### Your assignment
Nothing in the records below should be altered when they are retyped.

### Records to use
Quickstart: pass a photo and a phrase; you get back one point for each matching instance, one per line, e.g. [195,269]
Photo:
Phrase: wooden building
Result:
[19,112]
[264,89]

### Your solution
Quickstart: pass a photo and a phrase; you get back one point for each matching instance, one per line, e.g. [195,269]
Photo:
Phrase: wooden building
Result:
[19,112]
[264,89]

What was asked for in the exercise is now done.